EXERCISE SET:
- A) Return the passage of the NFL trade candidates article between "Baltimore Ravens |" and "their ample depth.", inclusive, copied word for word.
- B) Resume the article on NFL trade deadline candidates from the point where it stops, and keep working through the remaining teams in the same format.

TEXT SEGMENT:
# # #

The 2022 NFL trade deadline is just three weeks away. The Cleveland Browns and Atlanta Falcons got the action started Sunday night by completing a Deion Jones trade, and there will be more deals before Nov. 1. With that in mind, let’s go around the league and identify the top trade candidate for every NFL team.
Top Trade Candidate for Every NFL Team
Some clubs are already in sell mode, while others may need to experience a few more losses before they’re willing to trade away certain players. And while competitive teams won’t move their contributors, spare parts can always be had for the right price.
Arizona Cardinals | OL Josh Jones
A third-round pick in the 2020 NFL Draft, Jones is a left tackle by trade, but he’s played primarily right tackle and right guard for the Cardinals. D.J. Humphries just signed an extension and is blocking Jones’ path to playing time at left tackle.
Although Arizona might want to pencil in Jones as their 2023 starter at right tackle if Kelvin Beachum departs in free agency, they could also see what they could get for him on the trade market.
Atlanta Falcons | EDGE Lorenzo Carter
After trading Jones this week, the Falcons could listen to offers on several of their players. However, that probably won’t include defensive tackle Grady Jarrett, who inked an extension in May and has become a cornerstone in Atlanta.
Carter, though, could appeal to some teams in need of depth on the edge. He’s played on 83% of the Falcons’ defensive snaps (including 97% in Week 4), offering attractive availability. Carter is a free agent at season’s end, and his exodus would result in more playing time for rookies Arnold Ebiketie and DeAngelo Malone.
Baltimore Ravens | TE Nick Boyle
At times, Boyle has played a critical role in Baltimore’s run scheme. This season, he was inactive for the Ravens’ first two games and has played just four offensive snaps over the last three. Boyle, 29, has been usurped in the TE pecking order by fourth-round rookie Isaiah Likely and trade acquisition Josh Oliver.
Buffalo Bills | TE Tommy Sweeney
Like the Ravens, the Bills are both competitive and dealing with a myriad of injury issues. As such, they may be unwilling to trade from their ample depth.
Sweeney might make sense as a trade candidate if starting Buffalo tight end Dawson Knox can return from injury in Week 6 as expected. With Knox out against the Steelers on Sunday, the Bills started Quintin Morris over Sweeney, who is scheduled to hit the free agent market next spring.
Carolina Panthers | RB Christian McCaffrey
After firing Matt Rhule on Monday, the Panthers could theoretically hold a firesale at the trade deadline, accruing as many picks as possible in an effort to brand Carolina as a desirable landing spot.
While trading young building blocks like Brian Burns or Jeremy Chinn isn’t advisable for the Panthers, they could try to find a taker for McCaffrey’s contract. CMC is a potent offensive weapon when deployed properly, but running backs can only be so valuable, and he won’t be in his prime when Carolina is next in theirs.

# # #

Data listing

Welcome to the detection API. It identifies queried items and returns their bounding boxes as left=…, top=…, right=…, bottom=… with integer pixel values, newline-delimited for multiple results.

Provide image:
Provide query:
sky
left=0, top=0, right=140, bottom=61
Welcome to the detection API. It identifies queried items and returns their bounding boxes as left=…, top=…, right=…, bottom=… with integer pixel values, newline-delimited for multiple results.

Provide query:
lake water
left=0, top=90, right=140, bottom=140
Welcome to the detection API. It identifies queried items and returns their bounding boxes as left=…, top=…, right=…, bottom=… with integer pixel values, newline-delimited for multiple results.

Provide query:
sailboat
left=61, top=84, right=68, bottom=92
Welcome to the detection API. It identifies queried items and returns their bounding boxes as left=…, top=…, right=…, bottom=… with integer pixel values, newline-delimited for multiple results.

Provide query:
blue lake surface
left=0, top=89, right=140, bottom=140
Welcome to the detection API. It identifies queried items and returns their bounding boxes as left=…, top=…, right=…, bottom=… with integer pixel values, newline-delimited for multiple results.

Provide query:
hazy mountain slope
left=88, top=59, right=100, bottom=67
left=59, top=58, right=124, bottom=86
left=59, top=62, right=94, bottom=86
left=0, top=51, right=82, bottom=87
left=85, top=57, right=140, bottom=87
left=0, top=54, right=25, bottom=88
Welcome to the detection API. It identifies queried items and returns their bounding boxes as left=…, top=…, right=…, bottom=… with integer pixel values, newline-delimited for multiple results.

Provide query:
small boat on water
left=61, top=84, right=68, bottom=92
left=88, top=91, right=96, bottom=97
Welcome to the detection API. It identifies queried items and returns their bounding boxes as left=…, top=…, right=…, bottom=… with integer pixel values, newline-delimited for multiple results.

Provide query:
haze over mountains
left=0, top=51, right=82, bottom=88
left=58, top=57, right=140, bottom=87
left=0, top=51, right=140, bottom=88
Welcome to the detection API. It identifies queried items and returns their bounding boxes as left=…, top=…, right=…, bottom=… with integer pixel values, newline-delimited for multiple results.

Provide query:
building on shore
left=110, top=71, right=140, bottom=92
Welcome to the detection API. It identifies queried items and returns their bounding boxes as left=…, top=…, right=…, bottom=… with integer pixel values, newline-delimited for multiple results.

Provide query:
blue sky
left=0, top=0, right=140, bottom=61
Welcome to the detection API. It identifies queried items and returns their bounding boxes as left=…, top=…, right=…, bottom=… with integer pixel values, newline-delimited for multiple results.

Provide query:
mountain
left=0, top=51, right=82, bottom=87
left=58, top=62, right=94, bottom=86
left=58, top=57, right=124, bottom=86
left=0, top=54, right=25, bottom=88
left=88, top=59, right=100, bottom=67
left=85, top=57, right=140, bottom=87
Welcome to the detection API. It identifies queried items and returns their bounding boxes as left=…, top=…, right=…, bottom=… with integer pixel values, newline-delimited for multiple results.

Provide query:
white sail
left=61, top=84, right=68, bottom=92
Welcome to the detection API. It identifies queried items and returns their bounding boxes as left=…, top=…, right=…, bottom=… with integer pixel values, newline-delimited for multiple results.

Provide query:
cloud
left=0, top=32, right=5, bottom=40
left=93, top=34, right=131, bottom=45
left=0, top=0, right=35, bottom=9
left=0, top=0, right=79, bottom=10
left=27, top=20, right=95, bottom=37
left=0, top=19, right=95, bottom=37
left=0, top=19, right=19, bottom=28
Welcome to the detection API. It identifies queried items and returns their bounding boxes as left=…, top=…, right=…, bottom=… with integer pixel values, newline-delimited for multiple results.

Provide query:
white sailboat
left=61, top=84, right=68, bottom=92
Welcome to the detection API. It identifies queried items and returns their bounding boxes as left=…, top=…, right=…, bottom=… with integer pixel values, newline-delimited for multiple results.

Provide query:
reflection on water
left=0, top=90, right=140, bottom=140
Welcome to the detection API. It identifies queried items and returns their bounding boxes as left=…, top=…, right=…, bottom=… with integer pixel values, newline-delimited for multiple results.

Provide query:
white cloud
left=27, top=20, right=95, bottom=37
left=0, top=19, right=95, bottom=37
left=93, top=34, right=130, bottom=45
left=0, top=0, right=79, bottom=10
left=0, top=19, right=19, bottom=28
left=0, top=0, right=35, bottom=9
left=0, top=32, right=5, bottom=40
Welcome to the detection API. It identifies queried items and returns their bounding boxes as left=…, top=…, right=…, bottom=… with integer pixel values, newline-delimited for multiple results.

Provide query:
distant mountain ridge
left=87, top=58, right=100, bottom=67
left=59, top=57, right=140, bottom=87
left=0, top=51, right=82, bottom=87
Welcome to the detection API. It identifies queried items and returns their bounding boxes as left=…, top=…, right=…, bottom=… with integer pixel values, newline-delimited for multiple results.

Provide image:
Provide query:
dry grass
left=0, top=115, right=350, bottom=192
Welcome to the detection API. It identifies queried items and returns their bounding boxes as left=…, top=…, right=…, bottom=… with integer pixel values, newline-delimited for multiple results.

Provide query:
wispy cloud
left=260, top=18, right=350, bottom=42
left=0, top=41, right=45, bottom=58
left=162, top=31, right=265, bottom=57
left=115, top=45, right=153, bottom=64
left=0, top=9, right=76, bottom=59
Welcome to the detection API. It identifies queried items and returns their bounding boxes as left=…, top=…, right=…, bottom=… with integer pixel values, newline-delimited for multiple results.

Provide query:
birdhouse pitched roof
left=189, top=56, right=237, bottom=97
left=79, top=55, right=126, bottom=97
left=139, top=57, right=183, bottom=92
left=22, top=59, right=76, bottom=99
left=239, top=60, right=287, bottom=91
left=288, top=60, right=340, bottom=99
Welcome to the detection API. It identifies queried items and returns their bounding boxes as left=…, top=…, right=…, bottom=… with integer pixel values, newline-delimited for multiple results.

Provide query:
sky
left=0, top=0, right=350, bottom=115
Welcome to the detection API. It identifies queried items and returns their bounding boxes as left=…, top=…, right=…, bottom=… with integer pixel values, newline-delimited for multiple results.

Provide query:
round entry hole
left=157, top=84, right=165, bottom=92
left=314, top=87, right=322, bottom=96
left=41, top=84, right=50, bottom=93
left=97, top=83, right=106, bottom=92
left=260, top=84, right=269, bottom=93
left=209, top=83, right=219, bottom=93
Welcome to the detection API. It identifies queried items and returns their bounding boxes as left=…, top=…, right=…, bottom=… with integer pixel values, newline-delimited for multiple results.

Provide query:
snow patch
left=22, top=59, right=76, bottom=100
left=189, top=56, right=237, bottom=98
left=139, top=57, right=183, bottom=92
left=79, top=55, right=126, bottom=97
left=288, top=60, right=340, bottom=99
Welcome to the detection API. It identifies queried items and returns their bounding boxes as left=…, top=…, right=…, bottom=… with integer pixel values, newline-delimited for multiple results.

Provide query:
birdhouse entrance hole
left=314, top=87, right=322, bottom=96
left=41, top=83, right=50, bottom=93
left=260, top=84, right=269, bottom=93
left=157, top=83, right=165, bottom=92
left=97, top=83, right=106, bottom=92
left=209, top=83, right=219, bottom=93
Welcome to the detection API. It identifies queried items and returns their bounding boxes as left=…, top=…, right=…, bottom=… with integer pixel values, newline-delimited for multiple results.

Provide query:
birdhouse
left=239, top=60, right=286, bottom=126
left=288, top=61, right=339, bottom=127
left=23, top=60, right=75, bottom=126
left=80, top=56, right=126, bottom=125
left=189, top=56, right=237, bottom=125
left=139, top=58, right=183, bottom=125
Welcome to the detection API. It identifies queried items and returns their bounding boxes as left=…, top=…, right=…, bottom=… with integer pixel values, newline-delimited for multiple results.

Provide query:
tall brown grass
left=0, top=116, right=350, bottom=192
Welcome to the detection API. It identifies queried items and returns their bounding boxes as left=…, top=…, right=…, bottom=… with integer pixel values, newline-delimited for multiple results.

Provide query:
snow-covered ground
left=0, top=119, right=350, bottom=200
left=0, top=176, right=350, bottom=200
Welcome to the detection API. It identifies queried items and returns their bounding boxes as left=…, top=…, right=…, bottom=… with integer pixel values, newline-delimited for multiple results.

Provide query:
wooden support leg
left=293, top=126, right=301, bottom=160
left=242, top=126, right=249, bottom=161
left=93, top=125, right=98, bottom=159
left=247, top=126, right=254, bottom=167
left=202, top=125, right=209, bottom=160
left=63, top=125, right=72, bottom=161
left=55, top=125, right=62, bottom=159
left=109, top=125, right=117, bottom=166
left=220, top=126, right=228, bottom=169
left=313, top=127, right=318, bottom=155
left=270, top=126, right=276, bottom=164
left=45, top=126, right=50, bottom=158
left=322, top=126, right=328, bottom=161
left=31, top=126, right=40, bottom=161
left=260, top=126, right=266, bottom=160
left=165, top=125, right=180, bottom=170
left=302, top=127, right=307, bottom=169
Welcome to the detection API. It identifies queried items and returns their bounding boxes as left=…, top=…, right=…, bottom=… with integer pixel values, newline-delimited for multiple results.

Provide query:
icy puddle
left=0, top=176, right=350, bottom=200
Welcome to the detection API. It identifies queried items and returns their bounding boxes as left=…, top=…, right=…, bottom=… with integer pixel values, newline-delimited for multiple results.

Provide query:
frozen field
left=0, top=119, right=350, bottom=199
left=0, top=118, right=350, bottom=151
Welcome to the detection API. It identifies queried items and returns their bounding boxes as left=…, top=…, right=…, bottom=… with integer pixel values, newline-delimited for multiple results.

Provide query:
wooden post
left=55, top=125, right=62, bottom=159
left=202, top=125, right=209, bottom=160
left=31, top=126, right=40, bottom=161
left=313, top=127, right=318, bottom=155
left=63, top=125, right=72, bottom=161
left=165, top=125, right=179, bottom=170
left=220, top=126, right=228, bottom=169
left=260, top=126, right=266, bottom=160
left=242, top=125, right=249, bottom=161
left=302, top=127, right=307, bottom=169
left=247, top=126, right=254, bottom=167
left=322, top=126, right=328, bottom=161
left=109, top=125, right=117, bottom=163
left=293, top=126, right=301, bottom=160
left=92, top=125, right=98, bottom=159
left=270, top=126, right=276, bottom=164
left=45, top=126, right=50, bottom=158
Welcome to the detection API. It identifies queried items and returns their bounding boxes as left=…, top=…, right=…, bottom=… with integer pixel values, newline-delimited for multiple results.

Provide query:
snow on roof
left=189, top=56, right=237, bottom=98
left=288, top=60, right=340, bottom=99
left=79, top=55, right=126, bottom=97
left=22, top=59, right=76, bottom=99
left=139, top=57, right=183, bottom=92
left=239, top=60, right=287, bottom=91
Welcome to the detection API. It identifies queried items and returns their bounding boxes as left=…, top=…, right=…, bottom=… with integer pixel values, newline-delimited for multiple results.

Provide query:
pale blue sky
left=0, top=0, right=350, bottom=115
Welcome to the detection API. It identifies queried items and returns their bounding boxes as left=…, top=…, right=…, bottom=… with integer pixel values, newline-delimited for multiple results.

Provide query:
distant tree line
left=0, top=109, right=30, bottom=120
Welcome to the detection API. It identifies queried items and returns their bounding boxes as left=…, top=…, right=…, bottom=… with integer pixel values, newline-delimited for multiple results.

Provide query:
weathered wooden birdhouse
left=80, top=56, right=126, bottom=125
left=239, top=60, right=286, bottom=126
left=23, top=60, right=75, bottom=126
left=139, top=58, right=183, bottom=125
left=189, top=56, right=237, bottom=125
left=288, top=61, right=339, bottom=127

# # #

TASK RESULTS:
- A)
Baltimore Ravens | TE Nick Boyle
At times, Boyle has played a critical role in Baltimore’s run scheme. This season, he was inactive for the Ravens’ first two games and has played just four offensive snaps over the last three. Boyle, 29, has been usurped in the TE pecking order by fourth-round rookie Isaiah Likely and trade acquisition Josh Oliver.
Buffalo Bills | TE Tommy Sweeney
Like the Ravens, the Bills are both competitive and dealing with a myriad of injury issues. As such, they may be unwilling to trade from their ample depth.

- B)
Chicago Bears | EDGE Robert Quinn
The Bears might have been prudent to trade Quinn over the offseason, when his value peaked following a 17-sack, second-team All-Pro campaign. At age 32, he’s fallen back to Earth and then some this year.
Through five games, Quinn has just one sack, one tackle for loss, and two quarterback hits, well off last season’s pace. Still, he could tempt teams searching for a boost on the edge, especially if Chicago is willing to pay down some of his $12.8 million salary.
Cincinnati Bengals | OL Jackson Carman
Carman has been a liability in every sense since the Bengals selected him in the second round of the 2021 draft. Off the field, he’s been accused of horrendous behavior. On the field, he’s taken a backseat to rookie left guard Cordell Volson. Realistically, Carman may be closer to a release candidate than a trade candidate.
Cleveland Browns | S Ronnie Harrison
Running back D’Ernest Johnson has been the subject of trade rumors, but the Browns may want to hang onto him now that rookie RB Jerome Ford is on injured reserve. On the other side of the ball, Harrison isn’t part of Cleveland’s long-term plans. He’s played just 75 defensive snaps behind starters John Johnson III and Grant Delpit.
Dallas Cowboys | DT Trysten Hill
Cooper Rush has kept the Cowboys in the NFC playoff race, so Dallas isn’t about to sell off contributors. Hill is only 24 years old, but he’ll already be a free agent next offseason. If the Cowboys feel good about the defensive tackles in front of him (Osa Odighizuwa, Neville Gallimore), they might be willing to trade Hill, especially if they can use him to upgrade another part of their roster.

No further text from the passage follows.